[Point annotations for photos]
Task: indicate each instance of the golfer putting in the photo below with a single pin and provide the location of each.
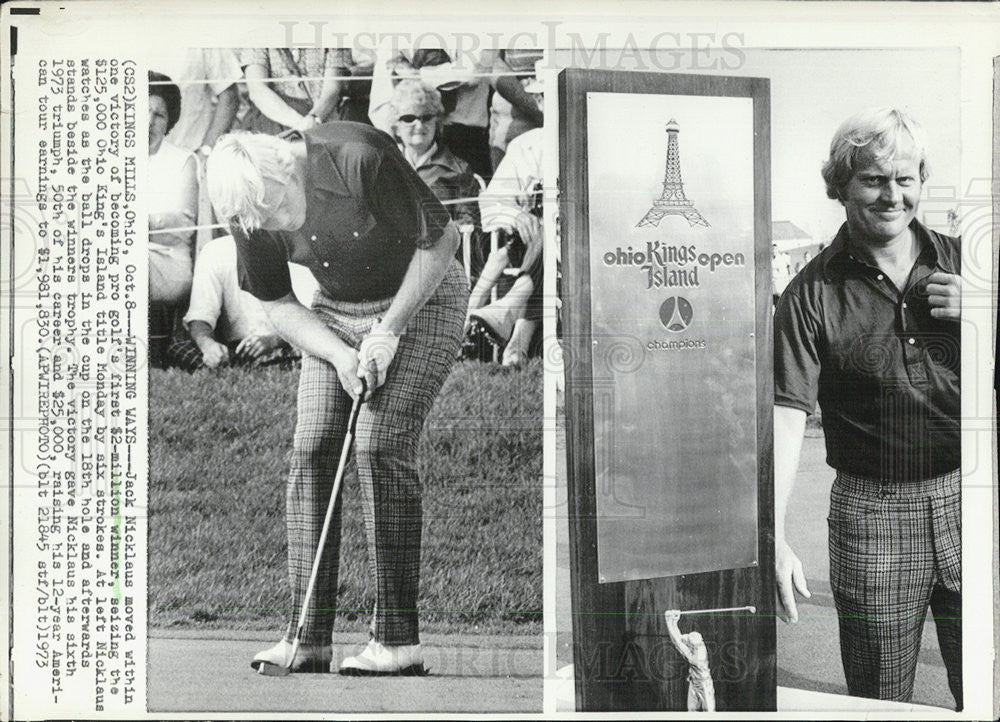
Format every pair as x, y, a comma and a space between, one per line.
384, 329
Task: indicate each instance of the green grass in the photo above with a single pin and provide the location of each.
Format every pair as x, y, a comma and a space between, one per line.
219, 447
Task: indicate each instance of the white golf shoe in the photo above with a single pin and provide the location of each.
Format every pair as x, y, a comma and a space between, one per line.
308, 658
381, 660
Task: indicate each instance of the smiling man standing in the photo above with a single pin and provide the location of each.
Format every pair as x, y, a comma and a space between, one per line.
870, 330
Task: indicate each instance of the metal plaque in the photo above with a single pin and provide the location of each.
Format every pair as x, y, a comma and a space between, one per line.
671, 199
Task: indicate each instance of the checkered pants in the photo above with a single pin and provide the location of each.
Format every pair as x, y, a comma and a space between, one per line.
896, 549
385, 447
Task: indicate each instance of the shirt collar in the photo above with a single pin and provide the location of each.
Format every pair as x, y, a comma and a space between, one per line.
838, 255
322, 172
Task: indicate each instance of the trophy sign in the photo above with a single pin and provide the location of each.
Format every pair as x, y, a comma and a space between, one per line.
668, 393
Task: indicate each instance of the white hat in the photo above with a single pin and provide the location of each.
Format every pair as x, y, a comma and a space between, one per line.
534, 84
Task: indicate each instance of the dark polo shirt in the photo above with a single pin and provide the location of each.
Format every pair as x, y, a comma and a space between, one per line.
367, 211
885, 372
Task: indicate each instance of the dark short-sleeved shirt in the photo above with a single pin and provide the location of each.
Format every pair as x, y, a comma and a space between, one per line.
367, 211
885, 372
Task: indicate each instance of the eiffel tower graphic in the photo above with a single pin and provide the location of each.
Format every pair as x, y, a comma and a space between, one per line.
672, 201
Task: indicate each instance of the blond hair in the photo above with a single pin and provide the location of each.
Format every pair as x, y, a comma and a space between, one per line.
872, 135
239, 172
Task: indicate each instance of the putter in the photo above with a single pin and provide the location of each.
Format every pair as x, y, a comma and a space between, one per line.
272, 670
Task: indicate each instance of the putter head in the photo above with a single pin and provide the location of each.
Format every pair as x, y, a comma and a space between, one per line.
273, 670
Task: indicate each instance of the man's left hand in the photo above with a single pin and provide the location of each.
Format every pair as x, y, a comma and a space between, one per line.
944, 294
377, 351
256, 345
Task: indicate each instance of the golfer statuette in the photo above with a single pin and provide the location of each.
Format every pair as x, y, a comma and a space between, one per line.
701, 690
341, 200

**WHAT YOU SHOULD DO**.
Each line in the records above should be reproduced exactly; images are not copied.

**SOLUTION**.
Task: indicate each instance of the golfer putting in the photo below with a single pin and provide the location of each.
Format every pair as x, y, a comma and a space between, one per line.
384, 329
Task: indicate each instance of the green grass in the photo above with a single pin and provide the location of each.
Format every pair as x, y, a comma and a space between, one per line.
219, 447
Task: indicate each instance of the white golf shoe in the photo above with a single pin and provide the location of each.
Format every pair as x, y, a comma and a space between, one per line.
308, 658
381, 660
Task: indicate each instance of the smiling man standing in the photo above with a single pin and provide the location of each.
Format every pair as x, y, a comma and a space between, one per line.
870, 330
Task: indicate each instance of the metal plaque in the photo above with a single pin and provide the location of each.
Format every pair as x, y, a comma and a space between, one per line.
671, 199
Task: indicate each instance of the checkered pants in the photo above with a single pin and provide the location of each.
Format every pair as x, y, a comma and a space between, one per line.
896, 549
385, 447
Task: indicate each instance of the shirt collar in the photo above with a single pin and provide the location of each.
Format every pair as x, y, a comma and a space between, one per line.
838, 255
322, 172
Task: indicate each instance of the trophy sign in the photo above with a single pin and provide the location of each.
Format every pair as x, y, a comma and a space between, one per line.
668, 393
Task: indicate each instance of the white hat in the photo above with a single pin and provide the location of each.
Format every pair as x, y, a comma and a space between, one per line.
534, 84
Task: indicate each instance of the dark polo shirt in the photo above with a single pin and provide the location of each.
Format every pair as x, y, a comma and a space between, one per line.
367, 211
885, 372
Task: indicate each instance of the dark short-sleeved shirt in the photo above with a single pin and provide the location of each.
Format every pair as x, y, a comma and a space between, one per line.
367, 211
885, 372
Task: indicate each instance of the eiffel tower graphic in the photo above with a single pin and provide the location of each.
Format every pair as x, y, a comma and a space between, one per line.
672, 201
Task: indicate each instance of the blond hair in the photo above with a single pin and provide the location of each.
Format every pair as x, y, a comma and a space between, one per line.
872, 135
239, 172
Task: indicate each instance of the putter in the photo above with a single pin and provide the location of each.
Format every pair as x, y, a comma and a space between, one per line.
272, 670
Task: indicate each instance of the putter head in the photo above with a single pin and provide the location of each.
Format every pair as x, y, a comma and a space between, one per line.
273, 670
Task: indicate each instance of the man's left hand in the photo above with a single pin and provide the location of each.
Format every pair as x, y, a comma and a space between, one per line.
944, 294
377, 351
256, 345
Task: indicate each instance of the golfer statuette in the photo above with a single pin and provide the location of each.
Format every pair as x, y, a comma and a space between, one per line.
701, 690
341, 200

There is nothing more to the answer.